● To do:
[1] The post on thesaurus plagiarism contains a sentence that begins "We can see where the substitutions have been made". List each word or phrase substitution that this sentence names, showing the original wording and its replacement.
[2] Write the next part of the post on thesaurus plagiarism, starting after its final sentence.

● Document extract:
== Segment start ==

The other day, I was reading a draft of one of my students’ MSc dissertations, this one on pooled testing for Covid-19. The student had added a whole new chapter since I’d last seen it, but it all seemed to fall into some sort of English language uncanny valley. For example, it started off like this:

The fundamental thought of pooled testing is that it permits general wellbeing authorities to test little gatherings – called pools – of individuals utilising just one test. This implies you can test more individuals quicker, utilising less tests and for less cash.

It’s not that it’s unclear, exactly – but it doesn’t really sound like a human being talking, somehow. Perhaps the student’s written English wasn’t that great, but I also wondered if they might have plagiarised it from somewhere. A Google search for the whole section didn’t bring up any hits, so instead I Googled smaller segments to see if I got anything. I started with the odd phrase “general wellbeing authorities” – but that gets 3000 hits on Google, which is no good for tracking down any copying.

But looking further at those Google hits, there seemed to be a lot of news sites I’ve never heard of and skeevy-looking journals. And checking further still, they all seem to be written in the same uncanny-valley English as my student’s work. For example, the first Google link is a news story from the site “25 Hour News” that starts like this:

Coronavirus: Trump Sticks By Discredited Hydroxychloroquine

US President Donald Trump has again guarded the utilization of hydroxychloroquine to avoid coronavirus, negating his own general wellbeing authorities.

So what’s going on here? As you’ve probably guessed by now, what’s going on is “thesaurus plagiarism”; that is, a direct copy-paste job has been disguised by replacing some words (or short clusters of words) with thesaurus-equivalents.

So it turns out that my student’s paragraph…

The fundamental thought of pooled testing is that it permits general wellbeing authorities to test little gatherings – called pools – of individuals utilising just one test. This implies you can test more individuals quicker, utilising less tests and for less cash.

…was in fact copied from this article on The Conversation:

The basic idea of pooled testing is that it allows public health officials to test small groups – called pools – of people using only one test. This means you can test more people faster, using fewer tests and for less money.

We can see where the substitutions have been made: “basic idea” becomes “fundamental thought”, “allows” becomes “permits”, “groups” becomes “gatherings”, “money” becomes “cash” – and my student’s weird phrase “general wellbeing authorities” was originally “public health officials”. It’s not like any of these new phrases are wrong, exactly, but each of them is just a bit off, and putting enough of them together results in a sort of almost-gibberish.

Because the substitution is (mostly) on a word-by-word basis, it doesn’t take into account the context, so sometimes we end up seeing a synonym for the wrong sense of a word, which ends up being genuinely nonsensical. For example, the Conversation article’s sentence…

Higher infection rates mean that more pools come back positive, more people need to be retested, and savings from pooling are lower.

…became in my student’s work:

Higher disease rates imply that more pools return constructive, more individuals should be retested, and reserve funds from pooling are lower.

== Segment end ==

● Data:

== Segment start ==

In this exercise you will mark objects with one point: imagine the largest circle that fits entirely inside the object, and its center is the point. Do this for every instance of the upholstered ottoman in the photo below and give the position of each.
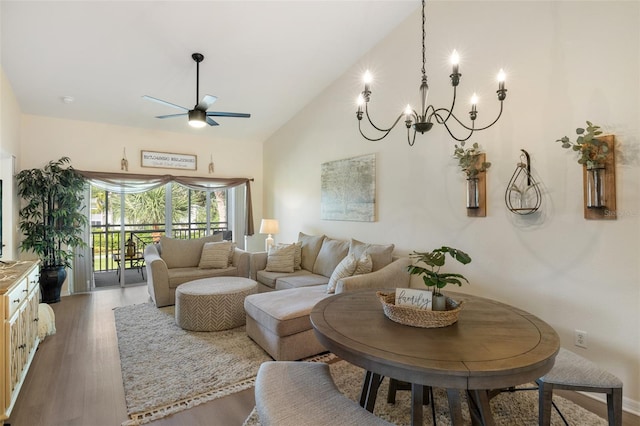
(213, 304)
(279, 322)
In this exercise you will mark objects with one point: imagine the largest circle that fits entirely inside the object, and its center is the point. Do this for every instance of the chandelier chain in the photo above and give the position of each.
(424, 50)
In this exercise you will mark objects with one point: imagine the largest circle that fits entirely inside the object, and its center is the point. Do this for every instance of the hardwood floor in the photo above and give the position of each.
(75, 378)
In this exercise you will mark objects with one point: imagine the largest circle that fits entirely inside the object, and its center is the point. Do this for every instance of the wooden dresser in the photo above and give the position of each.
(19, 299)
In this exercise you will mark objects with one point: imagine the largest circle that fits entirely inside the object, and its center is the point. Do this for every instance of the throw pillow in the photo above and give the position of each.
(381, 255)
(344, 269)
(215, 255)
(331, 253)
(179, 253)
(297, 257)
(310, 247)
(280, 258)
(364, 264)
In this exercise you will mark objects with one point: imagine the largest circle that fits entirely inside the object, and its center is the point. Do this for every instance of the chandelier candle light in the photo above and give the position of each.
(423, 121)
(269, 226)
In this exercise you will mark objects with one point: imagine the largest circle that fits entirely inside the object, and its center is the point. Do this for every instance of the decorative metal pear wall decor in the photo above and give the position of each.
(523, 195)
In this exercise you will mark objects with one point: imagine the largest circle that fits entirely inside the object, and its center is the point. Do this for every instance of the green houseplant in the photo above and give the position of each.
(432, 277)
(591, 151)
(51, 220)
(469, 160)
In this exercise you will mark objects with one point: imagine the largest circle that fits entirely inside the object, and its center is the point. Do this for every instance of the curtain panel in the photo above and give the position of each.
(131, 183)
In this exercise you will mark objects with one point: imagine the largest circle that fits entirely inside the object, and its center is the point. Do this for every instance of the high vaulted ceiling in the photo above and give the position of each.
(267, 58)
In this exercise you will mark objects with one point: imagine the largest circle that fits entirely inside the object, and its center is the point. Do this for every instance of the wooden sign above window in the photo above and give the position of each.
(168, 160)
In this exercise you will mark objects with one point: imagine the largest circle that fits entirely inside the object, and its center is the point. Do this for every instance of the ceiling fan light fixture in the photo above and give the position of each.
(197, 118)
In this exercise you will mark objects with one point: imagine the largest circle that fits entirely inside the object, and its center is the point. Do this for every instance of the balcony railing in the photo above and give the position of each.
(105, 239)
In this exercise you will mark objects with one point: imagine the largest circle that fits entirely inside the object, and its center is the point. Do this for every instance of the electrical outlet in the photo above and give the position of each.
(580, 339)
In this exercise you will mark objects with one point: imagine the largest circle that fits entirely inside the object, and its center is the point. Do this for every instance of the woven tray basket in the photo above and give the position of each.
(416, 317)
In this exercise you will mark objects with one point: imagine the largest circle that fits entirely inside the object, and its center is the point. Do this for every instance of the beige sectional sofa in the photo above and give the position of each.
(279, 320)
(172, 262)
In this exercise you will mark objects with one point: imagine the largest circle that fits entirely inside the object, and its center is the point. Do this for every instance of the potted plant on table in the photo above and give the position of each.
(432, 277)
(52, 220)
(469, 162)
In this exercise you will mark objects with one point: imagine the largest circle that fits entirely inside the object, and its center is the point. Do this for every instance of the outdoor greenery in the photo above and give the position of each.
(435, 259)
(591, 151)
(52, 218)
(468, 160)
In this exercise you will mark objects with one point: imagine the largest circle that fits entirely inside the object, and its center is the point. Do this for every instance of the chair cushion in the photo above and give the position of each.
(310, 246)
(330, 255)
(216, 255)
(284, 312)
(184, 253)
(345, 268)
(381, 255)
(571, 369)
(281, 258)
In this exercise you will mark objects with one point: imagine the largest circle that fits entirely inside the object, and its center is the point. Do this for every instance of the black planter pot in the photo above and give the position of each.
(51, 280)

== Segment end ==

● Answers for the tasks:
[1]
- "basic idea" became "fundamental thought"
- "allows" became "permits"
- "groups" became "gatherings"
- "money" became "cash"
- "public health officials" became "general wellbeing authorities"

[2]
Some of these substitutions are perfectly benign: “disease” for “infection”, “imply” for “mean”, “individuals” for “people”. But “positive” as in “a positive test” doesn’t mean the same as “constructive”, and replacing “savings” with “reserve funds” doesn’t work at all. (This Slate article, h/t @BristOliver, brings up the spectacular example of “left behind” getting thesaurus-substituted into “sinister buttocks”.)

Once you get your eye in, you can get quite good at decoding these. For example, let’s look again at that 25 Hours News article:

US President Donald Trump has again guarded the utilization of hydroxychloroquine to avoid coronavirus, negating his own general wellbeing authorities.

I reckon “guarded” was originally “defended”, “utilization” was “use”, “negating” was probably “contradicting”, and we now know “general wellbeing authorities” was “public health officials”. “Avoid” is a bit trickier, though: “treat” would work there, but “avoid” isn’t really a synonym for “treat”, so I’m a bit stumped. Anyway, Googling for the bit we have decoded, we find this BBC news article:

US President Donald Trump has again defended the use of hydroxychloroquine to ward off coronavirus, contradicting his own public health officials.

(Our guesses were right, but it was “ward off” that became “avoid”.)

More widely, working through some of the 3000 hits for “general wellbeing advisors”, it seems likely to me that every single one of them is thesaurus-plagiarised from some other article that originally said “public health officials”. The internet is just riddled with this stuff.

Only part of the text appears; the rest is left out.